Document section:
━━━━

2014-04-07 Thread Nick Coghlan
On 7 Apr 2014 00:59, "Marcus Smith"  wrote:
>
>
>> From what I understand in PEP 345, "Requires-Dist" is the name in
PKG-INFO files for a distribution's dependencies on other distributions.
>
>
> setuptools/distutils has never implemented "Requires-Dist" from PEP345
for PKG-INFO.
> Otoh, wheel has, combined with PEP376, so you'll see it in *.dist-info
METADATA files, when installing from wheels.
>
>>  install_requires is the name of the keyword argument to setup() that
specifies a dependency on another distribution.
>
>
> yes
>
>>
>> Sanity-check: This doesn't mean that one should call setup() with a
"required_dist" keyword argument, right?

━━━━

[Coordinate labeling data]
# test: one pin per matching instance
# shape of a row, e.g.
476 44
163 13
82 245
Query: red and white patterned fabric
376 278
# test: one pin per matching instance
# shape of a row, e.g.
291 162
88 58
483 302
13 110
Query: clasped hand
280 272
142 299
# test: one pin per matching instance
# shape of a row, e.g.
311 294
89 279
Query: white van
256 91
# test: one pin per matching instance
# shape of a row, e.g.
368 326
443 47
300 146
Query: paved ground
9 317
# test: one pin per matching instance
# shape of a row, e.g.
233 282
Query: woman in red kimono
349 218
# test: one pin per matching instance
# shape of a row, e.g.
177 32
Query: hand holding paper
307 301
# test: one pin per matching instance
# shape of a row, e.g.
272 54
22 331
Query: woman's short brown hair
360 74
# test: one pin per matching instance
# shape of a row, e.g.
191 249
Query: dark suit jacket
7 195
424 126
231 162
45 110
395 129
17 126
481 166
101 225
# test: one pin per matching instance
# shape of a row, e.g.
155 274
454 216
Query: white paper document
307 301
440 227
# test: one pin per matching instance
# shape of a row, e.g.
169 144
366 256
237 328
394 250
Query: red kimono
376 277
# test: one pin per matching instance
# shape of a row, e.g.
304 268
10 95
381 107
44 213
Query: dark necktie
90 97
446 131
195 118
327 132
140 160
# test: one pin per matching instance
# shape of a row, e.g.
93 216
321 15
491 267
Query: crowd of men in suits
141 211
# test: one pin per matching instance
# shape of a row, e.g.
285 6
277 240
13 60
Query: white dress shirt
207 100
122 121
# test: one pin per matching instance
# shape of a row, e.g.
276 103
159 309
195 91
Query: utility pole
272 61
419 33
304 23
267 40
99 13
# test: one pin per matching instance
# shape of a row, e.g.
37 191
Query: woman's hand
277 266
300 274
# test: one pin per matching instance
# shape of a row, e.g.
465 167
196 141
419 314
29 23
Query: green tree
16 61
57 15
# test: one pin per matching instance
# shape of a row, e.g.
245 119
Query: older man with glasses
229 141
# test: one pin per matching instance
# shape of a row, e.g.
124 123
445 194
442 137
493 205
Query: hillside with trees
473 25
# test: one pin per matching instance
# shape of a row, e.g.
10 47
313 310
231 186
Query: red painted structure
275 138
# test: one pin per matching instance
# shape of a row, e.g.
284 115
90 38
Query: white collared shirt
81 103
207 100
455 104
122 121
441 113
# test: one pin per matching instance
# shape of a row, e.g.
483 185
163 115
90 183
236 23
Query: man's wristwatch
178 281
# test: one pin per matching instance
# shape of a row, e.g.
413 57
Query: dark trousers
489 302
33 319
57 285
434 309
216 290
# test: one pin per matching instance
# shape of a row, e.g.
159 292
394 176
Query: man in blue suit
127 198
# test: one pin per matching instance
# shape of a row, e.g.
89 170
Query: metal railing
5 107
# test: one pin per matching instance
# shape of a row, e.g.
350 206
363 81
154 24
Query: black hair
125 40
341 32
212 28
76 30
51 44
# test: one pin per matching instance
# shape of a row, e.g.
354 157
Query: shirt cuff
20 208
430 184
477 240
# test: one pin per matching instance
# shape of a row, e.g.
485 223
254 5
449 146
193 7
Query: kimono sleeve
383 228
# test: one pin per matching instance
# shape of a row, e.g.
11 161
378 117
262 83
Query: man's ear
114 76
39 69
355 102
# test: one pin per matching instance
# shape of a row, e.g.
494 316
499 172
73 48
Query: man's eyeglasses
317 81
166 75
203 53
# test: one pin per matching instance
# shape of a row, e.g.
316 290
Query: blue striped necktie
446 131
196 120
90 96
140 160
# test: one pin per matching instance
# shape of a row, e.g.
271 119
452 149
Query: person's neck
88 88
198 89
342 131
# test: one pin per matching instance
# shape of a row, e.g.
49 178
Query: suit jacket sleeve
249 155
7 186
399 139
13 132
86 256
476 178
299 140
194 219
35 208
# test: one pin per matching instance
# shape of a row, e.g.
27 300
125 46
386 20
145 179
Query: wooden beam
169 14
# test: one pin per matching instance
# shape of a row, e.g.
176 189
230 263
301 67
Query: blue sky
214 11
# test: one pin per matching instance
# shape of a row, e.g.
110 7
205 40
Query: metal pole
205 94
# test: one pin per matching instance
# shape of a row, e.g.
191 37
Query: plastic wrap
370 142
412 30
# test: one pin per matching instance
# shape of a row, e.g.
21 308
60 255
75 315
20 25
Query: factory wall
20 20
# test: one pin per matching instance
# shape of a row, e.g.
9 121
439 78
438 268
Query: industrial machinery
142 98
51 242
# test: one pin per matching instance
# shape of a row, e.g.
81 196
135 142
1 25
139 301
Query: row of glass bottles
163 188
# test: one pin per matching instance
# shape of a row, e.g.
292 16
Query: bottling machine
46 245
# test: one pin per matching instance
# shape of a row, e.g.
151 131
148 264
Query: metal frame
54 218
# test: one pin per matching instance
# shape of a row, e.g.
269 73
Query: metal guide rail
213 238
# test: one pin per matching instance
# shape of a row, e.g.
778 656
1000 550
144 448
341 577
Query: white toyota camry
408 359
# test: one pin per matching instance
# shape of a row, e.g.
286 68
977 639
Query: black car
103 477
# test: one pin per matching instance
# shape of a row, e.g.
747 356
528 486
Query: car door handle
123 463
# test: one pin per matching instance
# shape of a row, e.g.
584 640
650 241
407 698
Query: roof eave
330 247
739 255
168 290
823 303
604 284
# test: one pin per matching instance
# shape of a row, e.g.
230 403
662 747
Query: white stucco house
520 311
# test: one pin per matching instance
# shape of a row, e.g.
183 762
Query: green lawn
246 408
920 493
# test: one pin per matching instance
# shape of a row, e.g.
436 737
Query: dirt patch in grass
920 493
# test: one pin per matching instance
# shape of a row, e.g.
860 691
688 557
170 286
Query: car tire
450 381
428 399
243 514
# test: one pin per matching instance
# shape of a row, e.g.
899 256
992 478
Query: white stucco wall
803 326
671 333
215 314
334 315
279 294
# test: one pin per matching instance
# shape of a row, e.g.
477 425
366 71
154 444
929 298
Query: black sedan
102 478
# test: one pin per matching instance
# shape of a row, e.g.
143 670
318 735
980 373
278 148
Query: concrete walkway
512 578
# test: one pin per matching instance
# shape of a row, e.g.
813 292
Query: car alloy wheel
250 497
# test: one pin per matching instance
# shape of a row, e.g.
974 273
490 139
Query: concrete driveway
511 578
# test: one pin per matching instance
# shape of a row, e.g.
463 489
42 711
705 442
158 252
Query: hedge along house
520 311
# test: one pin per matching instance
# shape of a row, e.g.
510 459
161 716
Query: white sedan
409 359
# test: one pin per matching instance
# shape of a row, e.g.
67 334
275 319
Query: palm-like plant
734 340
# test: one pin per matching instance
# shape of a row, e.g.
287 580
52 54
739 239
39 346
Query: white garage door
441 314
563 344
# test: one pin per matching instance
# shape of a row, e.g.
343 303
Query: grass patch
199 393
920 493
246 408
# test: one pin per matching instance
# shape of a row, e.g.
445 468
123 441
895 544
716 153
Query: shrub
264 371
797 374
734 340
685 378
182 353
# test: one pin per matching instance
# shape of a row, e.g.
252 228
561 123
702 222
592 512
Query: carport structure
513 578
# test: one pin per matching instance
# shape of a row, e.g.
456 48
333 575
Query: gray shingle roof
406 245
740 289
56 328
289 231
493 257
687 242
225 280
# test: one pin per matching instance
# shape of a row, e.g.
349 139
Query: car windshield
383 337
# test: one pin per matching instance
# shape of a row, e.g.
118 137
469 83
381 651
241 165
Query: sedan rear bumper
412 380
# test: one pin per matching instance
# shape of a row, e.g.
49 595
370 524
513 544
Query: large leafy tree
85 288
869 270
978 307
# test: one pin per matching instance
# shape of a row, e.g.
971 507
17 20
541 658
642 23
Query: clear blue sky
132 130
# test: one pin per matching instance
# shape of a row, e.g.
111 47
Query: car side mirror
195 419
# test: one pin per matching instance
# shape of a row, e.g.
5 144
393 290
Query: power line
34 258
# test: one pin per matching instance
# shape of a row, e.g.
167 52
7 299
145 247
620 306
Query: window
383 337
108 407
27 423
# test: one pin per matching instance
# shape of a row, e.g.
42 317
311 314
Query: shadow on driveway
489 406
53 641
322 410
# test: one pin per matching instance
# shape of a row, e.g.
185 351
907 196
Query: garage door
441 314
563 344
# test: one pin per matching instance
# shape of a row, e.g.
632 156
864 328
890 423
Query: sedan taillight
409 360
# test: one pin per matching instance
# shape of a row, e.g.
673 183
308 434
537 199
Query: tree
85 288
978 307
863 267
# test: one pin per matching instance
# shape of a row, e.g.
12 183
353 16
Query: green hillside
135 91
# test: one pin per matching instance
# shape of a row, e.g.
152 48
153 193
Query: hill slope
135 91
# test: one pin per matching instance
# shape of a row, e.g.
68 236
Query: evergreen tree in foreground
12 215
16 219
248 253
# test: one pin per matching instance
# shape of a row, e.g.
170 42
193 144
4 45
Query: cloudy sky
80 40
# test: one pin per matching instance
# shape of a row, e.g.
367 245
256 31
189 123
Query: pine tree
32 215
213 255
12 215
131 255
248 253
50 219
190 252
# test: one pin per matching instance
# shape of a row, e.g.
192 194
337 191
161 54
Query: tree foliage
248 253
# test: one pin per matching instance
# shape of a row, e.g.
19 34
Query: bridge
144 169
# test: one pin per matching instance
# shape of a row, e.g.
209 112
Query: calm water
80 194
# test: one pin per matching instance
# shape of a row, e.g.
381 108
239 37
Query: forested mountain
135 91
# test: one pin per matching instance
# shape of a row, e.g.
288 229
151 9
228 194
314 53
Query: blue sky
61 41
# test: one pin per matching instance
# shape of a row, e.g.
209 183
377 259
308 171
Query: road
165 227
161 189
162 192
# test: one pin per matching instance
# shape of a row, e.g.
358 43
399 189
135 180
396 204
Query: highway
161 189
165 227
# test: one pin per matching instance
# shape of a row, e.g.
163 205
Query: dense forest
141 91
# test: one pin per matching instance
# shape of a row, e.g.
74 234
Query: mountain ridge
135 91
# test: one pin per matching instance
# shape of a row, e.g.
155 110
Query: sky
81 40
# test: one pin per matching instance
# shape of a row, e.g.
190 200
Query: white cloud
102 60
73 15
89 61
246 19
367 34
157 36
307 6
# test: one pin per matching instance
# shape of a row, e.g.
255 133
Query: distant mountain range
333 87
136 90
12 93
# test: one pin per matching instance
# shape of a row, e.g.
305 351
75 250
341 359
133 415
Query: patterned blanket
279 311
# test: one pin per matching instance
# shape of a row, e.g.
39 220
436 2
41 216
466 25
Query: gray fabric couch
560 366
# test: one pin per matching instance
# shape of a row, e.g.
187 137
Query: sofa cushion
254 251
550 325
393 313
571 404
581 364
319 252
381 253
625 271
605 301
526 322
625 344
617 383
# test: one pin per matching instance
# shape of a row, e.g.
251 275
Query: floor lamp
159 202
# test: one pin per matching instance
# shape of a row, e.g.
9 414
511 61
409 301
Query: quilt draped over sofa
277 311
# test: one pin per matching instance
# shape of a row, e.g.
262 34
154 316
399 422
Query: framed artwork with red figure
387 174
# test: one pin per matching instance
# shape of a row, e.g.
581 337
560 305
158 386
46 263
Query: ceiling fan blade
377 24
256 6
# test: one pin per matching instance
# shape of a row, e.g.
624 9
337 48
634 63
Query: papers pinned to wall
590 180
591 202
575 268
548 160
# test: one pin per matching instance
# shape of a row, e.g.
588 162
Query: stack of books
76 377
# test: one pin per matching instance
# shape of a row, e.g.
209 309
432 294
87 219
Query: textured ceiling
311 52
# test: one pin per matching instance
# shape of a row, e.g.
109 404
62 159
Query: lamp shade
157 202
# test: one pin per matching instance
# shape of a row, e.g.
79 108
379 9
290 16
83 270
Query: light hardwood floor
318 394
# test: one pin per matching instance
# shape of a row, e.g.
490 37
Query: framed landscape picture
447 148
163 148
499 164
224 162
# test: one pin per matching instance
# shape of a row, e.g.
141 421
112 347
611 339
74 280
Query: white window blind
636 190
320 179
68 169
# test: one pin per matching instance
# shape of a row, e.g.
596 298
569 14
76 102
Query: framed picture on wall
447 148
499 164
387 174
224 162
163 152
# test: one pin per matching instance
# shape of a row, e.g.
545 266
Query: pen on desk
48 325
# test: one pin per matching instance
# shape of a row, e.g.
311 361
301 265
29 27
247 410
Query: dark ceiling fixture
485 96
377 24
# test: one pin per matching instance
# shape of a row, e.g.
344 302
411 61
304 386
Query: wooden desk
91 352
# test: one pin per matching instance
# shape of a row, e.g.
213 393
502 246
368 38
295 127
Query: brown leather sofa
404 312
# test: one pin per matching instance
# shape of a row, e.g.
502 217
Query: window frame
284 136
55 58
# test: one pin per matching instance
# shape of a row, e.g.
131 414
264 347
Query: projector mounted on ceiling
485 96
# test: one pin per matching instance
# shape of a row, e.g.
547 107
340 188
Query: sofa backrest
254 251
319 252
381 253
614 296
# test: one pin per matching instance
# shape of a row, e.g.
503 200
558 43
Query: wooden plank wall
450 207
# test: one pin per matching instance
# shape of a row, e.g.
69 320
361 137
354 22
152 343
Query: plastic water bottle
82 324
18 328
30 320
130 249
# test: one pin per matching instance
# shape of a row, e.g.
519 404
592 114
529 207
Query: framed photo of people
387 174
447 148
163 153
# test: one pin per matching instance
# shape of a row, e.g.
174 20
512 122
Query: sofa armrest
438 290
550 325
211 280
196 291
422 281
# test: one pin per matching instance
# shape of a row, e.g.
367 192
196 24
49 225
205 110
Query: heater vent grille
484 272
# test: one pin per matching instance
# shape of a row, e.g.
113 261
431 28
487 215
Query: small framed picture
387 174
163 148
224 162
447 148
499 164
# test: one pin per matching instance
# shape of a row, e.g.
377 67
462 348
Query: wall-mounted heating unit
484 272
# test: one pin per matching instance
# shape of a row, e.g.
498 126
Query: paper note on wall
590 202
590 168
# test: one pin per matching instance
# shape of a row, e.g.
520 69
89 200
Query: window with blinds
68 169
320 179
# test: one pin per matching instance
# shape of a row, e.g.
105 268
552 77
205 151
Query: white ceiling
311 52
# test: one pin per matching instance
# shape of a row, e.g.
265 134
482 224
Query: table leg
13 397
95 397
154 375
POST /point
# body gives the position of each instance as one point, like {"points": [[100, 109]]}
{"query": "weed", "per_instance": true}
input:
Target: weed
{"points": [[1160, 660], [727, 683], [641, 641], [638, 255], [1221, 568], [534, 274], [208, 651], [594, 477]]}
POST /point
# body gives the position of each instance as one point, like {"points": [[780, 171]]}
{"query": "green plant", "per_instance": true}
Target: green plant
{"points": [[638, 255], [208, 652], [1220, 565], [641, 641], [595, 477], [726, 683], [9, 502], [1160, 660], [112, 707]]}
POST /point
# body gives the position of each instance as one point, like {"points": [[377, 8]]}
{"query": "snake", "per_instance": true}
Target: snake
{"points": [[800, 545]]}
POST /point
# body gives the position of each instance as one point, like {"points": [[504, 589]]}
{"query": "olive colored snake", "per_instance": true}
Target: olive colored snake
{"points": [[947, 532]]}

━━━━

Task set:
**1.** List the packaging tools or formats named in the thread excerpt as implementing, or not implementing, "Requires-Dist".
**2.** Reproduce the thread excerpt's text between "2014-04-07 Thread Nick" and "on other distributions.", inclusive.

Responses to the exercise:
**1.** setuptools, distutils, wheel

**2.**
2014-04-07 Thread Nick Coghlan
On 7 Apr 2014 00:59, "Marcus Smith"  wrote:
>
>
>> From what I understand in PEP 345, "Requires-Dist" is the name in
PKG-INFO files for a distribution's dependencies on other distributions.